SET TASK 1>
In the R tutorial below, what port number does the script use to connect to Yellowbrick?

TEXT BLOCK>
·····

Appearance
Using R with Yellowbrick
In this tutorial, you will learn how to set up a connection to a Yellowbrick database from a script in R, and pull data into a DataFrame. You will install and use the PostgreSQL libraries for R to set up the connection and access data.
Prerequisites
- Credentials to connect to a running Yellowbrick instance by using the command line tools.
- Pre-loaded NOAA data. To load the NOAA data, go to page Using Ask TK to Generate SQL, Part 2: Loading the Sample Data and follow the steps to load the data using Yellowbrick Manager.
Overview
In this tutorial you will accomplish the following tasks:
- Install the required libraries.
- Write a script in R to directly query Yellowbrick using SQL.
- Write a script in R that uses
dplyr
to query Yellowbrick.
Part 1: Installing R and Supporting Libraries
If installing R on a Linux client (e.g. Ubuntu), install the following:
- Install R:
sudo apt install r-base
- Install libpq:
sudo apt install libpq-dev
If installing R on MacOS, install the following:
- Install R:
brew install r
- Install libpq:
brew install libpq
If installing R on Windows, install the following:
- Install R: See instructions
- Install PostgreSQL CLI tools
Part 2: Query Yellowbrick from R using SQL
Create an R script, test.r
, that will connect to your Yellowbrick instance and extract the most recent 10 records into a DataFrame:
options(repos = c(CRAN = "https://cran.rstudio.com/"))
install.packages("RPostgres")
install.packages("DBI")
library(DBI)
library(RPostgres)
dbname <- "yellowbrick_trial" # Replace with the database containing the NOAA data
host <- "" # Complete with your Yellowbrick hostname
port <- 5432
user <- "" # Complete with your Yellowbrick username
password <- "" # Complete with your Yellowbrick password
query <- "SELECT * FROM noaa_ghcn_pds.observations ORDER BY year_date DESC, id, element LIMIT 10;"
con <- dbConnect(Postgres(),
dbname = dbname,
host = host,
port = port,
user = user,
password = password,
sslmode = "require")

·····

RECORDS SHOWN>
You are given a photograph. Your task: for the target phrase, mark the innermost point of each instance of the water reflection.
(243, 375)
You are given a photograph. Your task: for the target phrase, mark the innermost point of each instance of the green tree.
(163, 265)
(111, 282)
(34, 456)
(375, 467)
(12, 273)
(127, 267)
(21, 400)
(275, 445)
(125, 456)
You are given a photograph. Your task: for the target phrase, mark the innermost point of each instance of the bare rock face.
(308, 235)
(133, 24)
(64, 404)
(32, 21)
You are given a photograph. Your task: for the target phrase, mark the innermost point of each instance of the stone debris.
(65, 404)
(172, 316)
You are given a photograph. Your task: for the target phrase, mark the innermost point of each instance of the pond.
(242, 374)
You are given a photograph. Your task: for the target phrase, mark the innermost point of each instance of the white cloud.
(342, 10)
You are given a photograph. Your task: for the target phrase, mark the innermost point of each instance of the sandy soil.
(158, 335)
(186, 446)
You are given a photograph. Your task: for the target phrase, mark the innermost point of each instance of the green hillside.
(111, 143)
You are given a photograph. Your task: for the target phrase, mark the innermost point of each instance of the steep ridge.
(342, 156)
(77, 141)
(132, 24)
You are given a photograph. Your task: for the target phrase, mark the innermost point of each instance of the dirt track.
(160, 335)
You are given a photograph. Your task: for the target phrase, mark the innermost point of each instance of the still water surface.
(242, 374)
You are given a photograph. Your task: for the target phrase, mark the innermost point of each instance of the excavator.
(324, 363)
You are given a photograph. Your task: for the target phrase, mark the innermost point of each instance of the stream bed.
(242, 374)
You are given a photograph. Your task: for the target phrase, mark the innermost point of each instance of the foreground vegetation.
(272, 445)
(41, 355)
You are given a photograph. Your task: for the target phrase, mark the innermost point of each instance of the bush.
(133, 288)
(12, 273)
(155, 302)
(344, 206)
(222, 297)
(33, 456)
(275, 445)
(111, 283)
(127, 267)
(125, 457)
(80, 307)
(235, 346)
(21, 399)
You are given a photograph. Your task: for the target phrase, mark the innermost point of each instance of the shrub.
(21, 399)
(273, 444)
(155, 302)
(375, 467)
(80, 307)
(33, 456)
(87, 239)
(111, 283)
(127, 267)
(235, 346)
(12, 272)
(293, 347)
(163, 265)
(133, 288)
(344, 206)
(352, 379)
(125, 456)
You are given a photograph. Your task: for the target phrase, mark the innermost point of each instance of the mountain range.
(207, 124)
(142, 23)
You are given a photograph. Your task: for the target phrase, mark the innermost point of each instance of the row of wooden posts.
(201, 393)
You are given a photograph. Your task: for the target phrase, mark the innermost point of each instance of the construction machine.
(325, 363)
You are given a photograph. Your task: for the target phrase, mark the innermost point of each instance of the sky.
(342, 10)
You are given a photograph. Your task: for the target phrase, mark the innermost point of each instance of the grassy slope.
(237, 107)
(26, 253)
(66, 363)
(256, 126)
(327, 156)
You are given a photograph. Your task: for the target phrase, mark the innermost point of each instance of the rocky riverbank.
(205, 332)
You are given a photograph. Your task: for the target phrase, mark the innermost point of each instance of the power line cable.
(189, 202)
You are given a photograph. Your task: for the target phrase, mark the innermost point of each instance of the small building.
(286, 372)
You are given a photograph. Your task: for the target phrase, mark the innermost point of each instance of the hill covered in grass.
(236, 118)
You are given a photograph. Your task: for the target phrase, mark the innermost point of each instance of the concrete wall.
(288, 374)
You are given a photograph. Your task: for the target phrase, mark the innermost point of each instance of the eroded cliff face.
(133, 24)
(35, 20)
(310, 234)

·····

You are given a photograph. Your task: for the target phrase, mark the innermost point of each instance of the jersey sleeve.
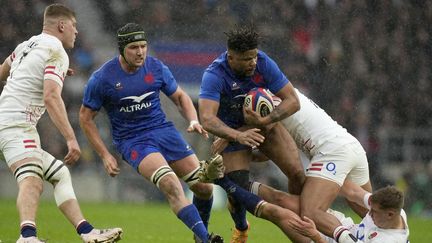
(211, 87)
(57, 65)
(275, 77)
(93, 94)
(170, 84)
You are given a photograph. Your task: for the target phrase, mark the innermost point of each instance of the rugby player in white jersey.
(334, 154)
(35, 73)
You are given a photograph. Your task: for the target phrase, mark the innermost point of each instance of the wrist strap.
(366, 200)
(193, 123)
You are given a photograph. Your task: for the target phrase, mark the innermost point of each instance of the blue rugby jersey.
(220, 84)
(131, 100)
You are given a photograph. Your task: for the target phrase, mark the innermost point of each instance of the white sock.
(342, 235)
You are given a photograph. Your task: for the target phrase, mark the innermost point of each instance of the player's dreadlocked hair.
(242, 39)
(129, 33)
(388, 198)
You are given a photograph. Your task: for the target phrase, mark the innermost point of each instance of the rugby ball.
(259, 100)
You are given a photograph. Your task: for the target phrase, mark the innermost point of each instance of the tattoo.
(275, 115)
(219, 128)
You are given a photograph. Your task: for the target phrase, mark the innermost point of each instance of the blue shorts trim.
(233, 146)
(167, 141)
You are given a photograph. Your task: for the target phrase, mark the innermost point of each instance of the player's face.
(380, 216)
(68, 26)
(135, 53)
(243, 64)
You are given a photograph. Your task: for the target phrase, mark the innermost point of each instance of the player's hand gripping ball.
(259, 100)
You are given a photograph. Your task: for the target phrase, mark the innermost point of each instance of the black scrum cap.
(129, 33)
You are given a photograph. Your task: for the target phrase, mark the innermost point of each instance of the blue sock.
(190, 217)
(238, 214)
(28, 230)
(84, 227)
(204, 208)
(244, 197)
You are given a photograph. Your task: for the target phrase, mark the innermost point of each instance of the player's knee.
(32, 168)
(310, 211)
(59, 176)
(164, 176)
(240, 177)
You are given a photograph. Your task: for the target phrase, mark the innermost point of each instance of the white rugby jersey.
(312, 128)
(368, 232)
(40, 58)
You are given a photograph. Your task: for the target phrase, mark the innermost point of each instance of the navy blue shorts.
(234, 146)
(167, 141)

·····

SET TASK 2>
Count the lines in both blocks of entries above that contain the word "water", with case counting, and give only the number.

WORKED SOLUTION 1>
5432

WORKED SOLUTION 2>
2